**TASK INSTRUCTIONS**
Supply the number of lines below containing "shirt", nothing else.

**RECORDS SHOWN**
_ _ _ _ _
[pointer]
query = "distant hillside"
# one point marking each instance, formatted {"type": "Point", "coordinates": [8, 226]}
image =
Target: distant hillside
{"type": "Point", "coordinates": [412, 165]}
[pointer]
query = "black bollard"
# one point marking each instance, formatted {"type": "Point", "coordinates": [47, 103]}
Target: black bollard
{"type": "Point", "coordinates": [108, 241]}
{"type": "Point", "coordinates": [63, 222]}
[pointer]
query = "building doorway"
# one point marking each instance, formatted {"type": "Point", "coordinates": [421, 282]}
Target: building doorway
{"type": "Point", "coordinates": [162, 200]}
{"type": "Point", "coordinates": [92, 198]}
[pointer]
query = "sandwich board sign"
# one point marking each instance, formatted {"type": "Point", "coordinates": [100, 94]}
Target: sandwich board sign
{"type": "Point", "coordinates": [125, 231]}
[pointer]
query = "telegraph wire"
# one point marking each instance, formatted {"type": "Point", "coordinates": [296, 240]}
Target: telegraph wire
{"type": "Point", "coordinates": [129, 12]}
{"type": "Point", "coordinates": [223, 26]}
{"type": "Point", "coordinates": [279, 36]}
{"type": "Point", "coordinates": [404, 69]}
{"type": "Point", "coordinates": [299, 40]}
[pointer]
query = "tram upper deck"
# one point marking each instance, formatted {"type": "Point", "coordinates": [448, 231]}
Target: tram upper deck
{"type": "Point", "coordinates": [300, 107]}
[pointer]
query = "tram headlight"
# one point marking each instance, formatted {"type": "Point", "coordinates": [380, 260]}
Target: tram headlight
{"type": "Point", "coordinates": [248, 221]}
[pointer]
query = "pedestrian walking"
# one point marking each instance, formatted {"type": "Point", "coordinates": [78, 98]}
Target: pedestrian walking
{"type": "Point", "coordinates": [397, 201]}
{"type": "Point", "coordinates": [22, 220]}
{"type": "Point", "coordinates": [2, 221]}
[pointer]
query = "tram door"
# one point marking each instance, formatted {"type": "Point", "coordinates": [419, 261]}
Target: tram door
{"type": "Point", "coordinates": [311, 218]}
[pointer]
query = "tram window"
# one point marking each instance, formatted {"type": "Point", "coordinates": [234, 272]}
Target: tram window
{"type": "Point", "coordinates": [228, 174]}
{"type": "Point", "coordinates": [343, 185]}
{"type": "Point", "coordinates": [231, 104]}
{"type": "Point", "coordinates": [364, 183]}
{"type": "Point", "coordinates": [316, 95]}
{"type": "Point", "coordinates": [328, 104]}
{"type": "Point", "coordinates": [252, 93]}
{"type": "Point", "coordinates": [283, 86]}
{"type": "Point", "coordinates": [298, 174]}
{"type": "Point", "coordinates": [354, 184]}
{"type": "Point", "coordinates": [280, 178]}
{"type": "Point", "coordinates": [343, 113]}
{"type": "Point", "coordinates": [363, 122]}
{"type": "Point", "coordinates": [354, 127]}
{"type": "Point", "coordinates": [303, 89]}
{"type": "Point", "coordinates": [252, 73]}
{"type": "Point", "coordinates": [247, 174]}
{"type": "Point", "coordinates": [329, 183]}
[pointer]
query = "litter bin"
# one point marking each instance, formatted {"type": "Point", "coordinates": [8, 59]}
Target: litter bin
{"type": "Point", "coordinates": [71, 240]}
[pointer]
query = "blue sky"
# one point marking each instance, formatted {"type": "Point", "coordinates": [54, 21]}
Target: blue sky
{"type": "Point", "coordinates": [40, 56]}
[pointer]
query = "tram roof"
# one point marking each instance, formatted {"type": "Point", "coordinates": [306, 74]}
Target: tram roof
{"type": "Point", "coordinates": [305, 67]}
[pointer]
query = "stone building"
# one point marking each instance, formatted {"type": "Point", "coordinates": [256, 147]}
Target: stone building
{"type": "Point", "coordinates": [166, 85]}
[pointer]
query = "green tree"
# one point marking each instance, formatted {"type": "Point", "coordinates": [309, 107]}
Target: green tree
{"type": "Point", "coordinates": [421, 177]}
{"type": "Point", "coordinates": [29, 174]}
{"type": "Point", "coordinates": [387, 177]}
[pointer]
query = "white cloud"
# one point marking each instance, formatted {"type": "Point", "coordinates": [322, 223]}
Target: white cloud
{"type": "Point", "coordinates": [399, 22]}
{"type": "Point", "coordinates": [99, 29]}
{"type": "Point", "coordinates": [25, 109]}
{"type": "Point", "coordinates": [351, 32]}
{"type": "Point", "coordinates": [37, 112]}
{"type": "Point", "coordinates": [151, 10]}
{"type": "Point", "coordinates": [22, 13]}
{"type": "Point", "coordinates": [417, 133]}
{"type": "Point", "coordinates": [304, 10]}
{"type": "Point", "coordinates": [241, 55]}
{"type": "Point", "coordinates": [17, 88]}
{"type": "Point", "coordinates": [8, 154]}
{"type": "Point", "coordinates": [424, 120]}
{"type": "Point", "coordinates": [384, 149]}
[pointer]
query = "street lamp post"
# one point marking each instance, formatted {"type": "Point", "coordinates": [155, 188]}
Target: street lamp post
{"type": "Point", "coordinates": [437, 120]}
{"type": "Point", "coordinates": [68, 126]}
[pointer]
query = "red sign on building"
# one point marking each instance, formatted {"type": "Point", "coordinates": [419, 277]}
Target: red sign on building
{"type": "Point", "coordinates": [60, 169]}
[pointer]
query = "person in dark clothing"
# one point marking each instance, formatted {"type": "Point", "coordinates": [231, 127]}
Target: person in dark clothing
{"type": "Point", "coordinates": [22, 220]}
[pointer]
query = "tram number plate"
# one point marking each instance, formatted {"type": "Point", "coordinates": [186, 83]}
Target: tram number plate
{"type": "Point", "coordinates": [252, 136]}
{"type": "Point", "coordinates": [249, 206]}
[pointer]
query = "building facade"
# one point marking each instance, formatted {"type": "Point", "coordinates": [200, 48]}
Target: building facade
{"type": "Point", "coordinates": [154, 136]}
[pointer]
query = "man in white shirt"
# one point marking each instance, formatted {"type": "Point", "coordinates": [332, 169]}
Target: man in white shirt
_ _ _ _ _
**WRITTEN REPLY**
2